### DATA EXCERPTS
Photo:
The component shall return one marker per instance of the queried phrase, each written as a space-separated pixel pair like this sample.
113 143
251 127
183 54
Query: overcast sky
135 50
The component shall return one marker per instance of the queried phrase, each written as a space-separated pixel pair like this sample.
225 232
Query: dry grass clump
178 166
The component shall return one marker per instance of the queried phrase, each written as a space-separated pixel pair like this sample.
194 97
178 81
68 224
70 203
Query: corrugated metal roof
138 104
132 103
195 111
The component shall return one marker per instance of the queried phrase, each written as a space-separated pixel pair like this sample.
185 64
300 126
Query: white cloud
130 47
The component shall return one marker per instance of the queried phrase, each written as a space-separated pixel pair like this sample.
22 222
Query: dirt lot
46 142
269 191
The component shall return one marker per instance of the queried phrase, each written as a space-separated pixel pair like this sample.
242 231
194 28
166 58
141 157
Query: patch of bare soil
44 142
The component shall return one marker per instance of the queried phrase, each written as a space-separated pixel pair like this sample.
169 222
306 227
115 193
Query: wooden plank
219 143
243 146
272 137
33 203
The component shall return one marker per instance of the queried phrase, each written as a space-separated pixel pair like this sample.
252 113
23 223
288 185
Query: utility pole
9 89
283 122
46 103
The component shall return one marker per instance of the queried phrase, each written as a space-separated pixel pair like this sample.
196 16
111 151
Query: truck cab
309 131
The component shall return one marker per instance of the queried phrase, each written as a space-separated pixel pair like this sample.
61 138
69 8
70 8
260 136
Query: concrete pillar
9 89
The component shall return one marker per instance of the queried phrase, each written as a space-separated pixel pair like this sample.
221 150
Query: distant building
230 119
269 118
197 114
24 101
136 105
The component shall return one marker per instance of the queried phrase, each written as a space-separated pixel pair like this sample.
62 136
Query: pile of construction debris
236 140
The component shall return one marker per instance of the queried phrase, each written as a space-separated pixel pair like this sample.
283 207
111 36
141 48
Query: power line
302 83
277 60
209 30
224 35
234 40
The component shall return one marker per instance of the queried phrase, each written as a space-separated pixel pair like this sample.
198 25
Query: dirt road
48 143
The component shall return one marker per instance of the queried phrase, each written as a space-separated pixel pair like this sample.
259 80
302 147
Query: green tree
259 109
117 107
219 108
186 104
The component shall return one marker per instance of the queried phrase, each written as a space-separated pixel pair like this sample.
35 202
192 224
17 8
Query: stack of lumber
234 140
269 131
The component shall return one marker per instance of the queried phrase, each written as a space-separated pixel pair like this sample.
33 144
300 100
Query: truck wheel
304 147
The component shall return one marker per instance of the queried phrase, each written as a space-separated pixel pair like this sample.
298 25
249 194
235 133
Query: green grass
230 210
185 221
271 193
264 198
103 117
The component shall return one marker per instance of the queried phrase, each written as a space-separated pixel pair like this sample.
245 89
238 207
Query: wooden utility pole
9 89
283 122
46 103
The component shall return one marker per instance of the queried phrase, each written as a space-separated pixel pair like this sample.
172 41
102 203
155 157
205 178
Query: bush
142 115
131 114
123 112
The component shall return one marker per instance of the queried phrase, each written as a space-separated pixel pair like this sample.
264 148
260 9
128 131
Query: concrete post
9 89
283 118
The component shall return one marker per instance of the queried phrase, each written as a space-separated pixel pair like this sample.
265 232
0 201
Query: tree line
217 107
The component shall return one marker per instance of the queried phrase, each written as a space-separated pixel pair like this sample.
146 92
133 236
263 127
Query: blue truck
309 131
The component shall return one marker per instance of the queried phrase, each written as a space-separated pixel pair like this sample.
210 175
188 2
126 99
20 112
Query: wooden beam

...

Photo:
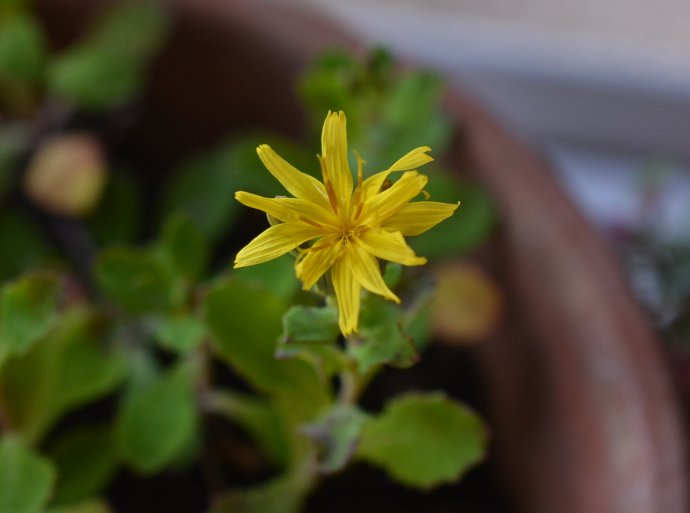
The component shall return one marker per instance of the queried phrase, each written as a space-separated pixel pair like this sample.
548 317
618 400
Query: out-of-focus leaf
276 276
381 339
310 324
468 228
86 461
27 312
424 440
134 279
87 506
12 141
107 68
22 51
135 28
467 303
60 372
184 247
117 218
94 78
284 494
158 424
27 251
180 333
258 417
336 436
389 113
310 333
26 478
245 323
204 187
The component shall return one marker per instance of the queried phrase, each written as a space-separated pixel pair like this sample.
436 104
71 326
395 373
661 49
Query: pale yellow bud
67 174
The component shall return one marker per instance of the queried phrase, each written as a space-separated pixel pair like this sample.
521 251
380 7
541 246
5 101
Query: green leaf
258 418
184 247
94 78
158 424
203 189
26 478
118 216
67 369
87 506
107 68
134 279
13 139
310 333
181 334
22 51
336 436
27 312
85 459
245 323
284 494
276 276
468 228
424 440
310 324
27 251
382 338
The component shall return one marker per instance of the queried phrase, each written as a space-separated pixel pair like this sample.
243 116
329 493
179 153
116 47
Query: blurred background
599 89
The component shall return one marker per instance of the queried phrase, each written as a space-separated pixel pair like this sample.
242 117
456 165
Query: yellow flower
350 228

### WHAT IS NEEDED
Pick out each line in the entries above that contains the word "yellow" and copy those lines in full. Treat uppercase and lowercase as different.

### EXERCISE OUTPUT
Query: pale yellow bud
Query: yellow flower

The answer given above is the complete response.